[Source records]

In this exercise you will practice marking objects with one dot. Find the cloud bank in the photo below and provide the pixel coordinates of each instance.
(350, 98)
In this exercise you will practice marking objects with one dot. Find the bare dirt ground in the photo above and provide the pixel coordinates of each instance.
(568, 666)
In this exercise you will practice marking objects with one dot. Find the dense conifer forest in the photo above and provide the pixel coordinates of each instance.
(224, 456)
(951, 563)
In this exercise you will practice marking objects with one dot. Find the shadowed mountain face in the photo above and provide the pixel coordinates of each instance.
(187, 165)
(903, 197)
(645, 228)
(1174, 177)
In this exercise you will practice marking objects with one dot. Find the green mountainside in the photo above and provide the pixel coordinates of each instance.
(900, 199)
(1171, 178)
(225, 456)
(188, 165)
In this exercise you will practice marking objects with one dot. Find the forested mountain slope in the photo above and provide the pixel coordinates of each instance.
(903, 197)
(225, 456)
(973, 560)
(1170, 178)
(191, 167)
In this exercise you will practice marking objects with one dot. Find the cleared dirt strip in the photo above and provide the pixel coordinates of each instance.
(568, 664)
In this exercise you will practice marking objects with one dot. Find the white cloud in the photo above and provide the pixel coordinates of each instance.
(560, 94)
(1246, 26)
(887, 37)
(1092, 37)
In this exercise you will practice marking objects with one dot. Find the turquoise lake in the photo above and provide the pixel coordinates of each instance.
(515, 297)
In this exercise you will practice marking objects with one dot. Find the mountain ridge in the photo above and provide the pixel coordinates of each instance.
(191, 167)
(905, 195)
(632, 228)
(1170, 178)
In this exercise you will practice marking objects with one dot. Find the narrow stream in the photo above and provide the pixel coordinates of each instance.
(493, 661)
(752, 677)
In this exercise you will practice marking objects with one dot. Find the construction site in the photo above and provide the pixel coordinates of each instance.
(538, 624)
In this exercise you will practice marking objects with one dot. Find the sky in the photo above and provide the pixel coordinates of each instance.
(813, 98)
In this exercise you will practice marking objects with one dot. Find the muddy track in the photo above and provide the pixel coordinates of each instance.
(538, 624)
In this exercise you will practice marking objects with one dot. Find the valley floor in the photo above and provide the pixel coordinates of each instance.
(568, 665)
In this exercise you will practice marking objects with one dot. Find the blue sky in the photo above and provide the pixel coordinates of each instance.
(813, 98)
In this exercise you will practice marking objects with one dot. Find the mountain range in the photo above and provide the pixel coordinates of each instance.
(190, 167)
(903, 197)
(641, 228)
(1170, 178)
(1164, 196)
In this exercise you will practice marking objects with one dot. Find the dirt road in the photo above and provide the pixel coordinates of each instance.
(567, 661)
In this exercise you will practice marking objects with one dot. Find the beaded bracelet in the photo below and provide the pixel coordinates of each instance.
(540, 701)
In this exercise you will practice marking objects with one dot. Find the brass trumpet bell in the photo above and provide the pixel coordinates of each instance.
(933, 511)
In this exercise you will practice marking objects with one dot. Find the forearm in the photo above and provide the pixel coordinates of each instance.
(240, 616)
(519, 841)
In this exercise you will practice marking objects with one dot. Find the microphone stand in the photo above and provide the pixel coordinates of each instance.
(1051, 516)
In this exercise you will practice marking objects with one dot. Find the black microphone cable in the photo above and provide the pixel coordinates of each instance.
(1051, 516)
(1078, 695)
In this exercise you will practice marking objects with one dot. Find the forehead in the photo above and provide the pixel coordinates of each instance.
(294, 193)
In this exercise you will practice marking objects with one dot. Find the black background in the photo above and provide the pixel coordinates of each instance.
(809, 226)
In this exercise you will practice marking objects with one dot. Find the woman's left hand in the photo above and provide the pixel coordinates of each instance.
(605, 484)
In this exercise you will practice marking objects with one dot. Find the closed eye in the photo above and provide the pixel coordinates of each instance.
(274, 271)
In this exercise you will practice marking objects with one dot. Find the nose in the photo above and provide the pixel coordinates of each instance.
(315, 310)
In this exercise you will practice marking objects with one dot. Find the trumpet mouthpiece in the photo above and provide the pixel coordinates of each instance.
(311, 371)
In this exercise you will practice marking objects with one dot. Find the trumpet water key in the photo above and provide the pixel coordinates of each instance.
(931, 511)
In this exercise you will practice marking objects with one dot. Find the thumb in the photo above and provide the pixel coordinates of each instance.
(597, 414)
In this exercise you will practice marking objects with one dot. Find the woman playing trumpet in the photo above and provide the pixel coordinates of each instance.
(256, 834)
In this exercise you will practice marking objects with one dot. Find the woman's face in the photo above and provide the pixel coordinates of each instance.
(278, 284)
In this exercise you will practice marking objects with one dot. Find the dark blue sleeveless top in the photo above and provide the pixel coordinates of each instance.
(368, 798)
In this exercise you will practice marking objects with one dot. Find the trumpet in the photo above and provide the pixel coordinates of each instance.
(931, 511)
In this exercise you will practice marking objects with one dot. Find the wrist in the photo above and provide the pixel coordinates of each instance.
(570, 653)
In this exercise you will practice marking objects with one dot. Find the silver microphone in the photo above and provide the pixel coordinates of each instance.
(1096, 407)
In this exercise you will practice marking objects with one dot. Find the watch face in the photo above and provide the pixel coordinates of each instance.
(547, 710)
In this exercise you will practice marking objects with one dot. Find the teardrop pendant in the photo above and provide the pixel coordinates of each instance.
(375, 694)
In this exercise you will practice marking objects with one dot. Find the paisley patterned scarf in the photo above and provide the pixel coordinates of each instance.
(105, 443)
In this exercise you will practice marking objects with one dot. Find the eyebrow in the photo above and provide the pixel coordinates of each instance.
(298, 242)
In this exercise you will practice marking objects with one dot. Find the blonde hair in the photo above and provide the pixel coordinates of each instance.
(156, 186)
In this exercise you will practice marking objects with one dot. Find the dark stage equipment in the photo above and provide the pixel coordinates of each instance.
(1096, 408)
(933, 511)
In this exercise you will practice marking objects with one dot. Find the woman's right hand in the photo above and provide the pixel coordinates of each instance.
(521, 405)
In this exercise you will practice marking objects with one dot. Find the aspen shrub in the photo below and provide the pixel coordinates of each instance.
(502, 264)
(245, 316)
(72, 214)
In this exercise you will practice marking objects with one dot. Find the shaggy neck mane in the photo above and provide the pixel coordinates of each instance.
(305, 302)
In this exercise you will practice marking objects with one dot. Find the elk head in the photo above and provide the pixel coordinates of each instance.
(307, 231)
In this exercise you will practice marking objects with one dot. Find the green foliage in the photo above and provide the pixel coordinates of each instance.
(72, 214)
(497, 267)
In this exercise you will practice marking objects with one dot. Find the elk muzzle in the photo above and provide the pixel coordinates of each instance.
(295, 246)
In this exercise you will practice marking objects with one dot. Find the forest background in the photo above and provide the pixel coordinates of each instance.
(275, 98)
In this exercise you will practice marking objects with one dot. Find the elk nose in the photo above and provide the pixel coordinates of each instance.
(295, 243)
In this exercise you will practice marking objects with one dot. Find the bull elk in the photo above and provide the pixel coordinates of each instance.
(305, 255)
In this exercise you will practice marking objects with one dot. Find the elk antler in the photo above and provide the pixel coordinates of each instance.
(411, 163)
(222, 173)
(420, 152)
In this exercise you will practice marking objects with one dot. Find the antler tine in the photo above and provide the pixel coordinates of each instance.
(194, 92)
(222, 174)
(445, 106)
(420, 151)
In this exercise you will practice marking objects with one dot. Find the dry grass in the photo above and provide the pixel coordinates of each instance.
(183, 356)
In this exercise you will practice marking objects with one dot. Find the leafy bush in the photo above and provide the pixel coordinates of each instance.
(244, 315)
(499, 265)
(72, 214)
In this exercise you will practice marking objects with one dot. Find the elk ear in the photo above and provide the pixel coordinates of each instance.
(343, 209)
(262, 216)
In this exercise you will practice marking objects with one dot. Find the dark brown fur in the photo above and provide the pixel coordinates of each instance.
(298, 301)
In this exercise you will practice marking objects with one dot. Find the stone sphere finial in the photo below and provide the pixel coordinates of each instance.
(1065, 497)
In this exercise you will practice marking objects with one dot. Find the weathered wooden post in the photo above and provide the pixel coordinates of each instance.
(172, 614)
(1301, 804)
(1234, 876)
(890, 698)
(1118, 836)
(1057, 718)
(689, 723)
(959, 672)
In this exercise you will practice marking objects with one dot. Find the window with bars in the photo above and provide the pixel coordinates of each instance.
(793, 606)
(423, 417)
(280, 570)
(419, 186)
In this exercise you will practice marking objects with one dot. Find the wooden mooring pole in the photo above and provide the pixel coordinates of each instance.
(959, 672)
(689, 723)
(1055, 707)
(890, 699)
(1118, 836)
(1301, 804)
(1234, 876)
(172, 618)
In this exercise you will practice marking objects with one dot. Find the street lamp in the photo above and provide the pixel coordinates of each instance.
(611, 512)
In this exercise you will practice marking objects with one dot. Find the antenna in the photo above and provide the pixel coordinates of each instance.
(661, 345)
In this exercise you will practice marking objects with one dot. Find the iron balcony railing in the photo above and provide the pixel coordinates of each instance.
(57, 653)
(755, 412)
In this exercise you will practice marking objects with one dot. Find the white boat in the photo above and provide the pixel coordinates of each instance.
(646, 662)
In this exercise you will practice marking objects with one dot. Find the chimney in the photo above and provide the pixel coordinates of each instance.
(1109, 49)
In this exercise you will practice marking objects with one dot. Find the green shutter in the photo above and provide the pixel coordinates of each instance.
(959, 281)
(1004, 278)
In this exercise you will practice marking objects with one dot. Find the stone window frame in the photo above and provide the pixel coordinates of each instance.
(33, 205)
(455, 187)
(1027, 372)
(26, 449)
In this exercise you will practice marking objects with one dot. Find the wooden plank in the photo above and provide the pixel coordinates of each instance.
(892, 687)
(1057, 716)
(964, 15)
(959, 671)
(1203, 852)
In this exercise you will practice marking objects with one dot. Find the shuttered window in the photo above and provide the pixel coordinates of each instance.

◆ THE EXERCISE
In the listing above, find the line containing "the stone window", then reproduce it and each line after it through the end, exactly and with nothing added.

◆ RESPONSE TO THIS EXERCISE
In this exercise you will practice marking objects with one dot. Find the stone window frame in the photo above and provide the pixel coordinates of each instance.
(33, 205)
(455, 187)
(1027, 372)
(26, 449)
In this exercise you will practice marking objects with one dot. Find the wooden plank in the photo above and provide the pixel coordinates of each instance.
(892, 687)
(1057, 716)
(964, 15)
(959, 671)
(1203, 852)
In this exercise you will practice marking objects with one dot. Find the shuttered window in the photo above and provide the pixel coordinates of each instance.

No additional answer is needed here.